Start GIVEN INFORMATION

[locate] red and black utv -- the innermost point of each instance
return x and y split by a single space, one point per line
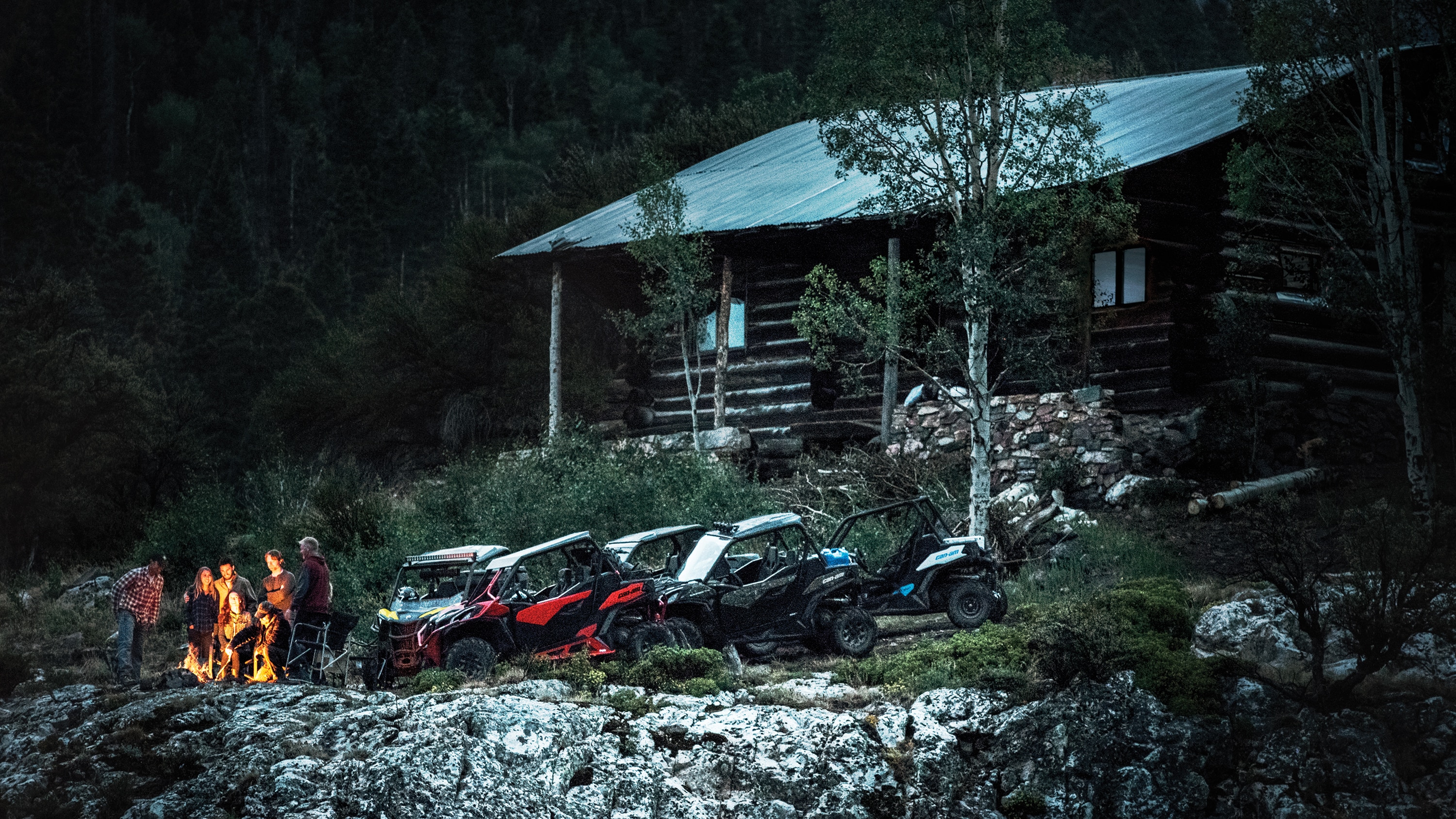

End GIVEN INFORMATION
Start GIVEN INFORMATION

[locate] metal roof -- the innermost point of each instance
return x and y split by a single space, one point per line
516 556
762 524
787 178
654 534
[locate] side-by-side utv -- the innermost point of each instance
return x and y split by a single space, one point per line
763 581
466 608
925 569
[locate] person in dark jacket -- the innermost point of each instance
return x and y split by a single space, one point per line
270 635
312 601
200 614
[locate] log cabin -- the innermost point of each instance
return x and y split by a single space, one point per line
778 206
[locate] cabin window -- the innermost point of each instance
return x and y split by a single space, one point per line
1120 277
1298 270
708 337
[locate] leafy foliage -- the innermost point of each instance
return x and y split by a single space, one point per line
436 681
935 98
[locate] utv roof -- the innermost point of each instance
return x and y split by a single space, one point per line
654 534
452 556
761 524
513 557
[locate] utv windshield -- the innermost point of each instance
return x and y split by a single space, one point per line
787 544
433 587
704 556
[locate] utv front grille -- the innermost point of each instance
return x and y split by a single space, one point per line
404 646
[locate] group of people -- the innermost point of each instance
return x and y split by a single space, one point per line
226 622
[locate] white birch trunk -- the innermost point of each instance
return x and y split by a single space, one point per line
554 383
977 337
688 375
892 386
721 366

End GIVEN INFORMATION

GIVEN TASK:
Extract each line of the listing above that contains the string "roof".

OUTPUT FOR THIS EXERCISE:
[locate] metal roof -- the innermost point of each instance
[locate] utv roof -- the innermost point of each instance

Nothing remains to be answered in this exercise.